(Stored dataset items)

________________________________________

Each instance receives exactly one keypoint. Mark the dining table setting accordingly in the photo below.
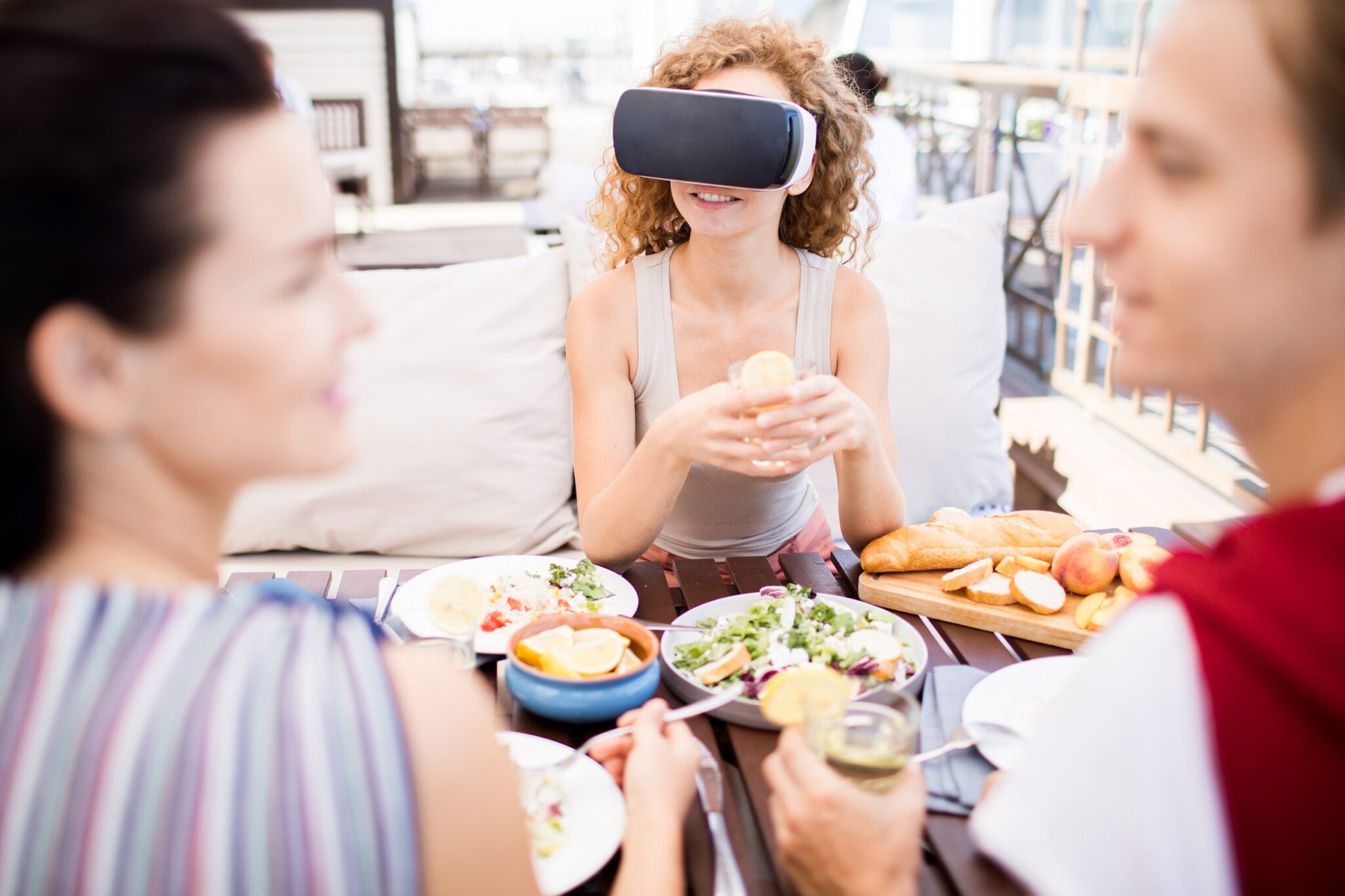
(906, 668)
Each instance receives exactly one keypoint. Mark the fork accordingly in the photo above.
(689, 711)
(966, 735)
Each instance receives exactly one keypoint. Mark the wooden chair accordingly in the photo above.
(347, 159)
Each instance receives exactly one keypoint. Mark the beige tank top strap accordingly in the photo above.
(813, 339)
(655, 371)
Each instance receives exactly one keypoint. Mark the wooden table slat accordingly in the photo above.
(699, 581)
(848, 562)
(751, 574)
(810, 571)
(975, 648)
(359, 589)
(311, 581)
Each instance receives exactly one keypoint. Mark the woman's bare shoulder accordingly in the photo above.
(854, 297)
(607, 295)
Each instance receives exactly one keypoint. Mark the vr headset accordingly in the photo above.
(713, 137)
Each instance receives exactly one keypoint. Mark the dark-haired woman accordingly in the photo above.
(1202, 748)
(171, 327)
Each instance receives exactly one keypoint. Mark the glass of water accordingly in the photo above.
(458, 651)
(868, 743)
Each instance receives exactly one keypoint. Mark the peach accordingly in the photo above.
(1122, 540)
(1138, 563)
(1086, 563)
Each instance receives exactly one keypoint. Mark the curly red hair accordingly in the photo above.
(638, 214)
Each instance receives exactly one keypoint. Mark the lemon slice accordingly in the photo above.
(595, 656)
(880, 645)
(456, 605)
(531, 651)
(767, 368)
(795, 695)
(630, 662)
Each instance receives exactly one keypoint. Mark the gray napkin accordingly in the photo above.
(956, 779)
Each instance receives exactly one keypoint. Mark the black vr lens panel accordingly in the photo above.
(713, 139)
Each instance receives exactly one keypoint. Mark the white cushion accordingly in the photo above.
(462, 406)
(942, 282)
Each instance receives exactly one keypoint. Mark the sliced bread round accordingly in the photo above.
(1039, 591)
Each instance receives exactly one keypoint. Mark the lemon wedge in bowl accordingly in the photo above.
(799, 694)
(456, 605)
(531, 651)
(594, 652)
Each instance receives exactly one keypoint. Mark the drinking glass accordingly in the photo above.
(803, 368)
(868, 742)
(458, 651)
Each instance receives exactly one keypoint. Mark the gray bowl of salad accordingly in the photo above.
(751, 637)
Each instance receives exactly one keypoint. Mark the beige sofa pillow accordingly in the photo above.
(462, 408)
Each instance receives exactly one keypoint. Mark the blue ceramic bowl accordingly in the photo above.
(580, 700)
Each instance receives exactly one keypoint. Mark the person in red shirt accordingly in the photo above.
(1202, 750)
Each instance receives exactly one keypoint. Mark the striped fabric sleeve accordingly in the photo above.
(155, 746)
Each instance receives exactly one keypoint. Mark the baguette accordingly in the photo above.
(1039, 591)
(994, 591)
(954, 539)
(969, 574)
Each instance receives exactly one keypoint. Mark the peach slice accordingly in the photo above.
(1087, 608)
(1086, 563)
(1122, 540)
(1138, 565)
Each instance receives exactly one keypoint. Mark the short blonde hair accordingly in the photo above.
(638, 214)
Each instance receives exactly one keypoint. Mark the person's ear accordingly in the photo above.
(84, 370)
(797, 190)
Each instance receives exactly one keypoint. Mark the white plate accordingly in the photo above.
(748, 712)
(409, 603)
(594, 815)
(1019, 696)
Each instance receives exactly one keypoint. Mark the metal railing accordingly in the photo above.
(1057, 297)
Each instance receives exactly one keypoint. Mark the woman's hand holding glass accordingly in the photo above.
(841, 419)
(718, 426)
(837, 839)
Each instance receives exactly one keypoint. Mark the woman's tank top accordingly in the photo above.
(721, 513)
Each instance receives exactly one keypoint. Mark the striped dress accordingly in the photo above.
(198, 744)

________________________________________

Problem to work on — Retype every one of the items above word for word, leaving out the pictures.

Answer —
Each instance receives exactly one keypoint. Mark the dining table setting accordingly in the photo below.
(906, 668)
Each instance receives exactly one keypoint. Mark the fork accordingly in the photo above.
(689, 711)
(966, 735)
Each instance receives exactly one keypoint. Mark the wooden chair accordingly in the photo above.
(347, 159)
Each instance receives exactly one keypoint. Mark the beige tank top strap accordingly in the photo above.
(813, 339)
(655, 371)
Each instance receives exactly one keypoint. Mark the wooden table slat accordingly in the photo above.
(699, 581)
(848, 562)
(751, 574)
(810, 571)
(975, 648)
(359, 589)
(311, 581)
Each instance receives exactly one keypoint. Mark the woman's bare shoulder accordingly in the photo above.
(854, 297)
(607, 295)
Each instance receives exactly one keypoint. Mark the vr headset accordingly in the photo above.
(713, 137)
Each instance receives exactly one keypoint. Mark the dark-haired woman accordingly in the photo above.
(1202, 748)
(171, 327)
Each instance receives exactly one keypoint. Mark the glass of water accordingly in the photo above.
(458, 651)
(868, 743)
Each instance receives exactly one keypoint. Mark the peach accordingly in the photo above.
(1122, 540)
(1138, 563)
(1086, 563)
Each instance receives exactly one keypoint. Mark the curly red hair accordingly in the photo above.
(638, 214)
Each instance receives exactly one keypoint. Mark the lemon slice accordingly in the photo above.
(595, 656)
(880, 645)
(456, 605)
(531, 651)
(767, 368)
(795, 695)
(630, 662)
Each instance receives exactly one keypoint. Mark the gray napkin accordingly in the photo above.
(956, 779)
Each instance receives exactly one keypoint. Mark the black vr lens panel accordingly in the photo above.
(713, 139)
Each instance receives exactly one keypoint. Mark the white cushion accordingly in the photo above.
(462, 406)
(942, 282)
Each instance receives exactly one keypoint. Mark the sliced bread round accordingly in the photo above.
(1039, 591)
Each instance receives exactly one keypoint. Mark the lemon wedge in bowl accordingly in the photo above.
(799, 694)
(456, 605)
(531, 651)
(594, 652)
Each instance receives exactly one keypoint. Mark the drinking glass accordingly in the photo above.
(803, 368)
(868, 742)
(458, 651)
Each instance receives exactly one keypoint. Mark the gray bowl of salad accordingly in the photo above.
(751, 637)
Each instance receives exactly one keypoint. Mark the beige sofa pillow accordingly in the photo above.
(462, 408)
Each instance receives exactly one keypoint. Mark the blue ceramic bowl accordingly in the photo above.
(580, 700)
Each instance receives exactly one keypoint. Mark the person in red shirt accordingly in the photo above.
(1202, 750)
Each instance receives exactly one keypoint. Mark the striped fabric sleeve accordingly in the photo above.
(155, 746)
Each instance receives exactly one keypoint. Mark the baguette accordingly in the photo above.
(1039, 591)
(994, 591)
(954, 539)
(969, 574)
Each instance receives exactly one keypoint. Mark the peach slice accordingly in the photo above.
(1087, 608)
(1086, 563)
(1122, 540)
(1138, 565)
Each instance receives exactly one keypoint. Mark the short blonde hair accordingly in the photo above.
(638, 214)
Each instance receives exactly one keypoint. Mark the person's ear accordingly in the photo above.
(84, 370)
(797, 190)
Each instance receives exactly one keypoint. Mark the white plate accordingly in the photo above.
(748, 712)
(409, 603)
(594, 815)
(1019, 696)
Each instance receives exactly one keypoint. Mark the metal railing accordingly in the photo above.
(1057, 297)
Each instance receives exactly one keypoint. Mark the woman's hand holding glass accordingly in the photo above.
(841, 419)
(718, 426)
(837, 839)
Each instance receives exactly one keypoint. Mark the woman's tank top accordingly in the photo above.
(721, 513)
Each instance receives exactly one keypoint. Mark the striped dress accordingly in the photo above.
(198, 744)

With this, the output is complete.